→ **Exercise**
Starting with the first line of the listing and going on through the line that contains "18,73 -> 87,151", output those lines as a Markdown table with a Row column numbering them and a Listing line column holding each line. Skip blank lines and leave the pictures out.

━━━━━━━━

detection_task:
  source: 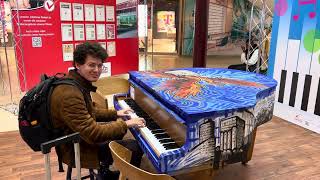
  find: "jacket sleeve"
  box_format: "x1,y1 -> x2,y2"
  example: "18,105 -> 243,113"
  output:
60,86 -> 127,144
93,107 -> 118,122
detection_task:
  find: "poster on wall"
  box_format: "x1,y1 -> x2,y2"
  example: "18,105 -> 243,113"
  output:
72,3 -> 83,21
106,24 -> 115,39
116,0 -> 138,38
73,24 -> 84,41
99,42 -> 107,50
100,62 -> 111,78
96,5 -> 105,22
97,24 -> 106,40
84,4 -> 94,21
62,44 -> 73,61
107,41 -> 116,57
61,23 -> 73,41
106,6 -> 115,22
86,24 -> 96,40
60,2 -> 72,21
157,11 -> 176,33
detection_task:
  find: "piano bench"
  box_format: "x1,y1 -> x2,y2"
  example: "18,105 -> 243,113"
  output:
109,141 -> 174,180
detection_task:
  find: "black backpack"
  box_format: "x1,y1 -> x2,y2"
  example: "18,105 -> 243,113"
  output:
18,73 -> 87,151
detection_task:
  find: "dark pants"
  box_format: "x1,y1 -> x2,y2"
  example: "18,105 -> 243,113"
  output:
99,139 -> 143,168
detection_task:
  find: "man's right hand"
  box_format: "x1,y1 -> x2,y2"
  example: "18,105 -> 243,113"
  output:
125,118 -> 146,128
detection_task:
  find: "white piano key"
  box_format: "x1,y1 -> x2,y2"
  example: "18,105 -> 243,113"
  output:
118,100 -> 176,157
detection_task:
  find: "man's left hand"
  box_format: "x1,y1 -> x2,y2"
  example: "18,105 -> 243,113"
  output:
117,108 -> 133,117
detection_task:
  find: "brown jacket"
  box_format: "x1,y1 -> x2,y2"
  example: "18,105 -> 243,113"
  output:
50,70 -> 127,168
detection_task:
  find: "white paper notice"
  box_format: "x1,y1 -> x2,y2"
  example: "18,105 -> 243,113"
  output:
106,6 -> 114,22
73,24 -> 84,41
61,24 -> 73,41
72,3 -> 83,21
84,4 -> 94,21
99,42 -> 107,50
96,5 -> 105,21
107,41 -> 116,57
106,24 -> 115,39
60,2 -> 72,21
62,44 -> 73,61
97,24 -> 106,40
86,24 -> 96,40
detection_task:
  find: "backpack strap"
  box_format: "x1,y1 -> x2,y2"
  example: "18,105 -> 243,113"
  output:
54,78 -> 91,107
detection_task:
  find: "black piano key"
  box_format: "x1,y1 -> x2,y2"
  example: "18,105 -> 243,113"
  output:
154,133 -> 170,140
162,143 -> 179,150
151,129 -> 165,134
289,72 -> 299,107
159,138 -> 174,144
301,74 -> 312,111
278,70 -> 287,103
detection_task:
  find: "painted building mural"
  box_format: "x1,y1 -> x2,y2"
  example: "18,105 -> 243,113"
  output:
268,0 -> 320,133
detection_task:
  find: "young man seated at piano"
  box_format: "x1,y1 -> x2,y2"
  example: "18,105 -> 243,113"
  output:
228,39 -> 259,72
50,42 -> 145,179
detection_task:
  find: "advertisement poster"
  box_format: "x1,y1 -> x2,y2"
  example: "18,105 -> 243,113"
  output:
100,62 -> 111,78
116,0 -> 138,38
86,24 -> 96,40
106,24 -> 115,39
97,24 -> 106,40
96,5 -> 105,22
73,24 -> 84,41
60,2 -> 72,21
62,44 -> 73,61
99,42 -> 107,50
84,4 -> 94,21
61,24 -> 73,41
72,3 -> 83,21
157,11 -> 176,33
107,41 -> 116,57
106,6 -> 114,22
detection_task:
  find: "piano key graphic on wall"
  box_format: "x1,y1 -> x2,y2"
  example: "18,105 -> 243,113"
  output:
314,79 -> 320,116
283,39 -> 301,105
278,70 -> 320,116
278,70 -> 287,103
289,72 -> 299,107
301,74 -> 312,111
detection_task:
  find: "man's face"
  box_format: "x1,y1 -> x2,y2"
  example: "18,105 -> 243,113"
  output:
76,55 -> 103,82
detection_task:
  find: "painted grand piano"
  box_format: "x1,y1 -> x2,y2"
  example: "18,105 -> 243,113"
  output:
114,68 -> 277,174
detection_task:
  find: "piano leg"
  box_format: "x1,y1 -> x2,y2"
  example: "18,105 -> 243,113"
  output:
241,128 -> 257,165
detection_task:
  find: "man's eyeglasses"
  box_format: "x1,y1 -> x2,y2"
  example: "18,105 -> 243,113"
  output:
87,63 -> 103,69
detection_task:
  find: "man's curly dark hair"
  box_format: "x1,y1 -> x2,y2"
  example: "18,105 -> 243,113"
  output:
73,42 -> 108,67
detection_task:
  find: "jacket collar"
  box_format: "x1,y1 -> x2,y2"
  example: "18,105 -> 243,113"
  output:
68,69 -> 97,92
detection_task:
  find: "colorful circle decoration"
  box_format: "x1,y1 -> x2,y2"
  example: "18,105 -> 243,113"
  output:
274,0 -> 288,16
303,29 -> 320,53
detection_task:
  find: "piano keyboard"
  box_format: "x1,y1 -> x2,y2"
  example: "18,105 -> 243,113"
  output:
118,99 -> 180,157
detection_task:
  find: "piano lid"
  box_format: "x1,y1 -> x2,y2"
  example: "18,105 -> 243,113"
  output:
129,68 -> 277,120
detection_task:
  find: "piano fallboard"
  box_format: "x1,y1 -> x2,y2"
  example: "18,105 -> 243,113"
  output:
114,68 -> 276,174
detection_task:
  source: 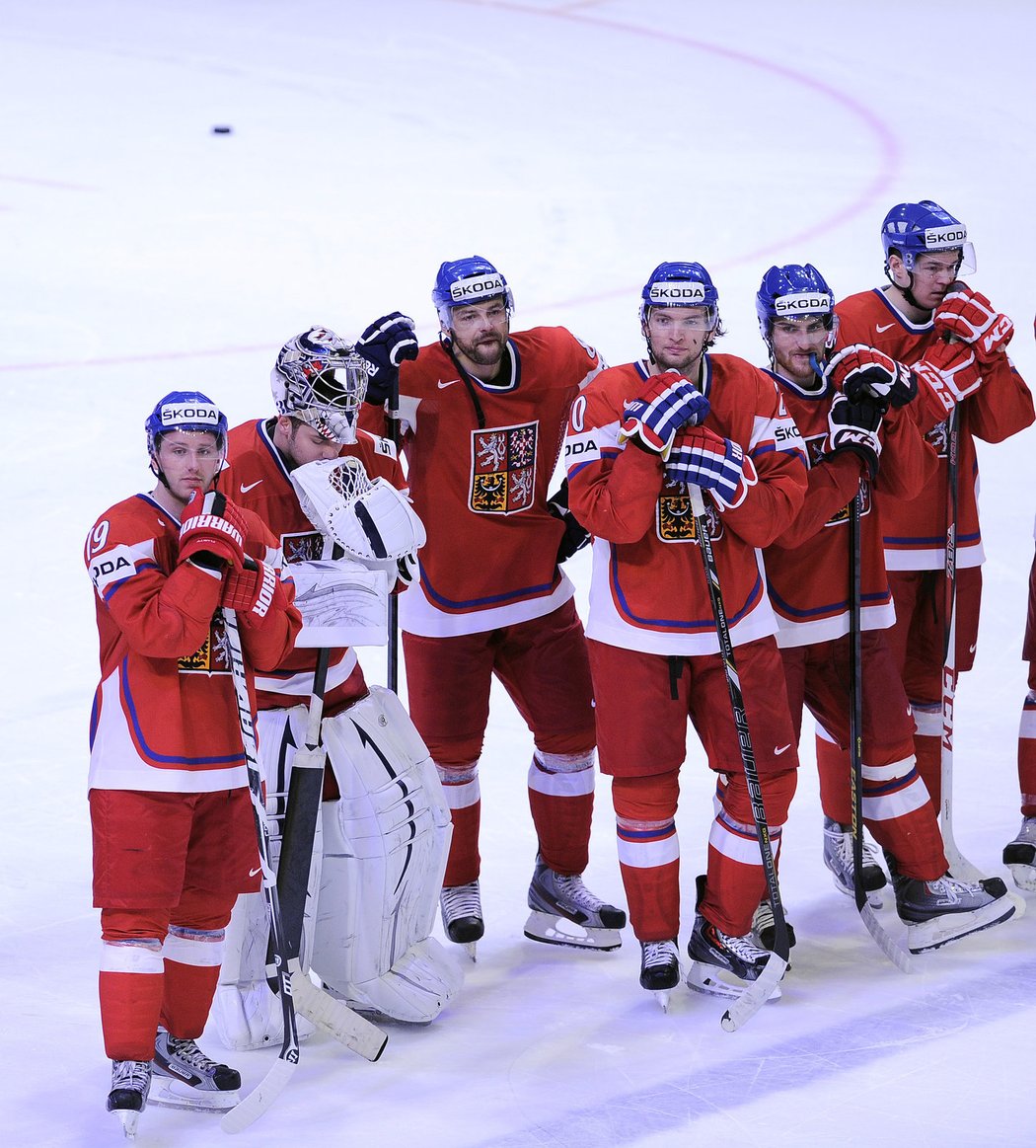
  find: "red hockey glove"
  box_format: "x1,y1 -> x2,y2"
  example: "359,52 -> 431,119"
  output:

━━━━━━━━

→ **Task answer**
| Row | Listing line |
|---|---|
| 1 | detection_task: |
| 2 |   source:  |
| 3 |   find: "jacket sleeve" |
| 4 |   box_format: "x1,y1 -> x2,y2" |
| 5 |   example: "18,105 -> 243,113" |
| 6 |   output: |
| 7 | 60,86 -> 127,144 |
| 8 | 93,107 -> 118,122 |
| 9 | detection_task: |
| 10 |   find: "poster on wall" |
| 11 |   box_format: "x1,y1 -> x2,y2" |
| 12 |   example: "18,105 -> 243,113" |
| 13 |   output: |
| 14 | 72,3 -> 83,21 |
| 15 | 106,24 -> 115,39 |
| 16 | 116,0 -> 138,38 |
| 17 | 73,24 -> 84,41 |
| 18 | 99,42 -> 107,50 |
| 19 | 100,62 -> 111,78 |
| 20 | 96,5 -> 105,22 |
| 21 | 97,24 -> 106,40 |
| 22 | 84,4 -> 94,21 |
| 23 | 62,44 -> 73,61 |
| 24 | 107,41 -> 116,57 |
| 25 | 61,23 -> 73,41 |
| 26 | 106,6 -> 115,22 |
| 27 | 86,24 -> 96,40 |
| 28 | 60,2 -> 72,21 |
| 29 | 157,11 -> 176,33 |
| 30 | detection_task: |
| 31 |   find: "piano bench" |
| 32 |   box_format: "x1,y1 -> x2,y2" |
| 33 |   example: "18,105 -> 243,113" |
| 34 |   output: |
| 35 | 109,141 -> 174,180 |
| 36 | detection_task: |
| 37 |   find: "black backpack" |
| 38 |   box_format: "x1,y1 -> x2,y2" |
| 39 |   example: "18,105 -> 243,113" |
| 40 |   output: |
| 41 | 18,73 -> 87,151 |